Scientific classification
- Kingdom: Animalia
- Phylum: Chordata
- Class: Amphibia
- Order: Anura
- Family: Arthroleptidae
- Genus: Leptopelis
- Species: L. brevirostris
- Binomial name: Leptopelis brevirostris (Werner, 1898)
- Synonyms: Hylambates brevirostris Werner, 1898; Hylambates brevicornis Sollas, 1906; Hylambates brevipes Boulenger, 1906; Leptopelis brevipes Ahl, 1931; Leptopelis crystallinoron Lötters, Rödel, and Burger, 2005;

= Cameroon forest tree frog =

- Authority: (Werner, 1898)
- Conservation status: LC
- Synonyms: Hylambates brevirostris Werner, 1898, Hylambates brevicornis Sollas, 1906, Hylambates brevipes Boulenger, 1906, Leptopelis brevipes Ahl, 1931, Leptopelis crystallinoron Lötters, Rödel, and Burger, 2005

Species of amphibian

The Cameroon forest tree frog (Leptopelis brevirostris) is a species of frog in the family Arthroleptidae. It is found in southern Nigeria, Cameroon, Equatorial Guinea (including the island of Bioko), and Gabon. It is expected to occur in southwestern Central African Republic and in the Republic of the Congo, but no records have been confirmed from those countries.

==Description==
Adult males measure 38–45 mm and females 49–64 mm in snout–vent length. The dorsum is smooth, green, beige, or grey, and either uniform or with a darker dorsal spot reaching the upper eyelid. The ventrum is white. The snout is very brief (hence the specific name brevirostris). The tympanum is present and oriented obliquely.

Entries drawn from a dataset
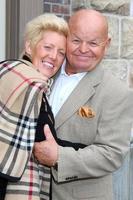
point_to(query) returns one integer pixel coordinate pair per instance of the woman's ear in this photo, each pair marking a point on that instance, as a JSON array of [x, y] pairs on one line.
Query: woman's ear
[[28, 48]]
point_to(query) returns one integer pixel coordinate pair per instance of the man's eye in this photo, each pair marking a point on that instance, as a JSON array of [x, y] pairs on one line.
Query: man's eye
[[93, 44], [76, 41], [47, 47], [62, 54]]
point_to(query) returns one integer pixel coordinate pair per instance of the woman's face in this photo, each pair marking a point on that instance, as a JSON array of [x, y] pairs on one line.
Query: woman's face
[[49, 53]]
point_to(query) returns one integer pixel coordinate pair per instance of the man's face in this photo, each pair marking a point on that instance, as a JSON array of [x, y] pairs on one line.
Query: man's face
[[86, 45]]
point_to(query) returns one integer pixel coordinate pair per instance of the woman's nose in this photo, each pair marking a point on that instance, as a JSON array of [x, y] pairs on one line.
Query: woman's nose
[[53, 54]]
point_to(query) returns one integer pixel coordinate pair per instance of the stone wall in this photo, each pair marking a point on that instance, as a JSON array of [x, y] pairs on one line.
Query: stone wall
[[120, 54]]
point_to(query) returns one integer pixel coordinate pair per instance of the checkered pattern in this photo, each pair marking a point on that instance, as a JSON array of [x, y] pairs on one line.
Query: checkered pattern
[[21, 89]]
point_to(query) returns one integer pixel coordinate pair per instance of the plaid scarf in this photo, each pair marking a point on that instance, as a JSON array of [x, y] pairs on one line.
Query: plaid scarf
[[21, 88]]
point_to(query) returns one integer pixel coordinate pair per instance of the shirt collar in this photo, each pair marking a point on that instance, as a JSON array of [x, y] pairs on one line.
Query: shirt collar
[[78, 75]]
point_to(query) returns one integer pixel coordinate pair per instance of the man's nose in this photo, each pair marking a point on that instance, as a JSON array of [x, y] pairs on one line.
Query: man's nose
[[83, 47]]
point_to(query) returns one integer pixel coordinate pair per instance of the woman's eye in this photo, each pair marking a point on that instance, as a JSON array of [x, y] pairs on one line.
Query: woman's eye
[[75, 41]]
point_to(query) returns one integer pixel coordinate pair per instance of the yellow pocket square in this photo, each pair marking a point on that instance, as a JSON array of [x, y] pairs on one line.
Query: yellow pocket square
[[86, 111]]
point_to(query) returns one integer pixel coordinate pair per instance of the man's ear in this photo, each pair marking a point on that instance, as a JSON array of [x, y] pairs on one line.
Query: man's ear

--

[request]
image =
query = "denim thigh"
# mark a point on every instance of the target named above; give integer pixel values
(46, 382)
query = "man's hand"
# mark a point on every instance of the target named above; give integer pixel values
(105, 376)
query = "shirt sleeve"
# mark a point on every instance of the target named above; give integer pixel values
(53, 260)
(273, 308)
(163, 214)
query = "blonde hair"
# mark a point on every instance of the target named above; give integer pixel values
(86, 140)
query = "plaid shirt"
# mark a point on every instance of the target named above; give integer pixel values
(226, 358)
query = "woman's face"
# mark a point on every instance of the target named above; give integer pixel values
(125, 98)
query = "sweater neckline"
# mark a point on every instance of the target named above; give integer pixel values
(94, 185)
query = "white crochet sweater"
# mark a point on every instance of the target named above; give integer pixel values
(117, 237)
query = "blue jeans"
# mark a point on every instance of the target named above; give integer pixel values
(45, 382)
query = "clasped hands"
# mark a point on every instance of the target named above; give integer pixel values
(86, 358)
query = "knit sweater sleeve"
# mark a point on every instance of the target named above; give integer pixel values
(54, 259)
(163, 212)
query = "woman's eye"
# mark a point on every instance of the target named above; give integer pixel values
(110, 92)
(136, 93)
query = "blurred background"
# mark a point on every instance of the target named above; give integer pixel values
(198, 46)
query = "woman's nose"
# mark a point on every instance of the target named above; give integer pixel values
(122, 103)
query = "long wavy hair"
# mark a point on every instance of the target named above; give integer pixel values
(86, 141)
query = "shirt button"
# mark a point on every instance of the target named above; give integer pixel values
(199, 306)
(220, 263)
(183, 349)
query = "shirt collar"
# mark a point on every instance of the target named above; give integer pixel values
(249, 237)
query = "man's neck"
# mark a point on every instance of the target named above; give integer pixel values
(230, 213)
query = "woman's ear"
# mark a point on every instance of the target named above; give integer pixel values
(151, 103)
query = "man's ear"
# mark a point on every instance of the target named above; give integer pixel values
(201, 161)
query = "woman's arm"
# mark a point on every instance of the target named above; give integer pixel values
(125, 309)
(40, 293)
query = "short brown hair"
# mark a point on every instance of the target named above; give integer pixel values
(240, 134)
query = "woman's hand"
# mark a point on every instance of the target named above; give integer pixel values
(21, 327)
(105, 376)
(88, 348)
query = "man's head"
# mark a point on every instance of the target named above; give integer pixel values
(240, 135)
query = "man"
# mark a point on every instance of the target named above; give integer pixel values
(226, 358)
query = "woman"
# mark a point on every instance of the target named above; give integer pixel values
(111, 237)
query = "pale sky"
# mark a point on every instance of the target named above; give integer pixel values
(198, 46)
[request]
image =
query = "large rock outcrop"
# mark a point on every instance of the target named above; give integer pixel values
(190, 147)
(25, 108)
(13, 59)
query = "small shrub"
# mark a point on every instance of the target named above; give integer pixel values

*PROMPT*.
According to the passage about the Cameroon forest tree frog, what is the snout–vent length of adult females? Please rely only on the passage about the Cameroon forest tree frog, not on the entries.

*ANSWER SECTION*.
49–64 mm